* [Coordinate annotation entries]:

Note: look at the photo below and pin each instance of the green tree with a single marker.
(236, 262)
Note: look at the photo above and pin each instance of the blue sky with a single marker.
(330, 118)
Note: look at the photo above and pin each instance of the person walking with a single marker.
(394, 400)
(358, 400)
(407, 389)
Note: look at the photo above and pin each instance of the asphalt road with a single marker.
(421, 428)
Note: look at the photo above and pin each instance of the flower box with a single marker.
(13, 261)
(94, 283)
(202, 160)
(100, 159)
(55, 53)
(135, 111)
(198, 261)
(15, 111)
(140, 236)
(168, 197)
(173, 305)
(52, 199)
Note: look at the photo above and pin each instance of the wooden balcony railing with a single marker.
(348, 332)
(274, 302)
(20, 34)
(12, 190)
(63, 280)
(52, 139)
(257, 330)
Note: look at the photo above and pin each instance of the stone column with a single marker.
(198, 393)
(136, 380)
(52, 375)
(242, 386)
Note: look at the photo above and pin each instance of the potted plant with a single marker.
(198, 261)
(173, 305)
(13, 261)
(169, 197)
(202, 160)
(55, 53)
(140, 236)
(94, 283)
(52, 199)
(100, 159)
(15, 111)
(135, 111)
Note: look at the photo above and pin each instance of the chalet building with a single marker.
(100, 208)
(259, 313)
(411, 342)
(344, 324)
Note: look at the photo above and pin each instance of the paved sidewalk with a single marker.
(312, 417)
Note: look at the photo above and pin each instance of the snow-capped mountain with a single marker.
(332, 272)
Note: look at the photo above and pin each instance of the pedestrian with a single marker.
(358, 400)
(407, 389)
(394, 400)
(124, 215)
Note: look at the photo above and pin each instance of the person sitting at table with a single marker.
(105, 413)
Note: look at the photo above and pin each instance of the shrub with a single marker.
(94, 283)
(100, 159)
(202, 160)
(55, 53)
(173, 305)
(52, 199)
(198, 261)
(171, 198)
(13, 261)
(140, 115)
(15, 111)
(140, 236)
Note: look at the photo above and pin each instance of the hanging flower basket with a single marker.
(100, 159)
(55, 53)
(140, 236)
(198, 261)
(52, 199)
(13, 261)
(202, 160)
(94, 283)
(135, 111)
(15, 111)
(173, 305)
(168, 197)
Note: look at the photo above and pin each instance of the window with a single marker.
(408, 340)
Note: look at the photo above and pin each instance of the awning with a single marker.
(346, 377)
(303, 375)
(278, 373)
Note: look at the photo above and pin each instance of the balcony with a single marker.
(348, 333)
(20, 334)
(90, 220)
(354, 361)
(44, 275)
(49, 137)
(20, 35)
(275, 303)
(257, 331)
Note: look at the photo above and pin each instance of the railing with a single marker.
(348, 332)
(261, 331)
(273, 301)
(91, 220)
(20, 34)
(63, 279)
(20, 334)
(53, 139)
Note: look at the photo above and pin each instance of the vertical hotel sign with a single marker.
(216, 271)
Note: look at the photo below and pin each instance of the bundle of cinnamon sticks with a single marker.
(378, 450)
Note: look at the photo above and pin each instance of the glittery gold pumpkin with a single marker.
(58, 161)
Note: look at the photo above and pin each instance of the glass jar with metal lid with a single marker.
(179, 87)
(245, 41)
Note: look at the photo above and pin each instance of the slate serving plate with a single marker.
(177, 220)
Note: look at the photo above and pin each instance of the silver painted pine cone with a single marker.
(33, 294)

* [Required task]:
Write each line above out exactly.

* [Exercise solution]:
Note: look at the photo below and pin each instance of the green tree with a single marker.
(236, 262)
Note: look at the photo above and pin each instance of the blue sky with a single marker.
(330, 118)
Note: look at the photo above and pin each instance of the person walking with a single marker.
(394, 400)
(358, 400)
(407, 389)
Note: look at the photo above and pin each instance of the asphalt road with a single marker.
(421, 428)
Note: look at the photo above and pin each instance of the flower box with a single marker.
(13, 261)
(94, 283)
(202, 160)
(100, 159)
(55, 53)
(135, 111)
(198, 261)
(15, 111)
(140, 236)
(168, 197)
(173, 305)
(52, 199)
Note: look at the photo above and pin each instance of the wooden balcony railing with a single marker.
(348, 332)
(274, 302)
(20, 34)
(12, 190)
(63, 280)
(52, 139)
(257, 330)
Note: look at the photo above and pin each instance of the stone column with a single marker.
(198, 393)
(136, 380)
(52, 375)
(242, 386)
Note: look at the photo above and pin each instance of the potted plant with a single marker.
(198, 261)
(173, 305)
(13, 261)
(169, 197)
(202, 160)
(55, 53)
(140, 236)
(94, 283)
(52, 199)
(100, 159)
(15, 111)
(135, 111)
Note: look at the photo above and pin each instance of the chalet building with a single marker.
(100, 208)
(259, 313)
(411, 342)
(344, 324)
Note: look at the photo above and pin each instance of the paved sidewalk with a single marker.
(312, 417)
Note: look at the photo above and pin each instance of the snow-capped mountain with a single marker.
(332, 272)
Note: look at the photo above and pin each instance of the pedestrian with a single marker.
(358, 400)
(407, 389)
(394, 400)
(124, 215)
Note: look at the photo above and pin each instance of the person sitting at table with a single marker.
(105, 413)
Note: look at the photo above and pin each instance of the shrub with a single marker.
(94, 283)
(100, 159)
(202, 160)
(55, 53)
(173, 305)
(52, 199)
(198, 261)
(171, 198)
(13, 261)
(140, 115)
(15, 111)
(140, 236)
Note: look at the photo above and pin each instance of the hanging flower basket with a single marker.
(100, 159)
(55, 53)
(140, 236)
(198, 261)
(52, 199)
(13, 261)
(202, 160)
(94, 283)
(135, 111)
(15, 111)
(173, 305)
(168, 197)
Note: look at the photo above and pin each instance of the window with a single marker.
(408, 340)
Note: look at the photo above and pin each instance of the awning with a single marker.
(346, 377)
(303, 375)
(278, 373)
Note: look at the photo above and pin each instance of the balcony with a single marker.
(348, 333)
(20, 334)
(90, 220)
(354, 361)
(44, 275)
(49, 137)
(20, 35)
(275, 303)
(257, 331)
Note: look at the photo above and pin each instance of the railing with a single marker.
(348, 332)
(261, 331)
(273, 301)
(91, 220)
(20, 34)
(63, 279)
(20, 334)
(53, 139)
Note: look at the photo above and pin each instance of the vertical hotel sign with a single marker.
(216, 271)
Note: look at the photo below and pin each instance of the bundle of cinnamon sticks with a single marker.
(378, 450)
Note: look at the photo above and pin each instance of the glittery gold pumpkin with a single marker.
(58, 161)
Note: look at the photo above and pin each instance of the glass jar with metal lid with a single marker.
(179, 87)
(245, 41)
Note: look at the photo above and pin each instance of the slate serving plate with a single marker.
(177, 220)
Note: look at the photo above and pin each instance of the silver painted pine cone with a single marker.
(33, 294)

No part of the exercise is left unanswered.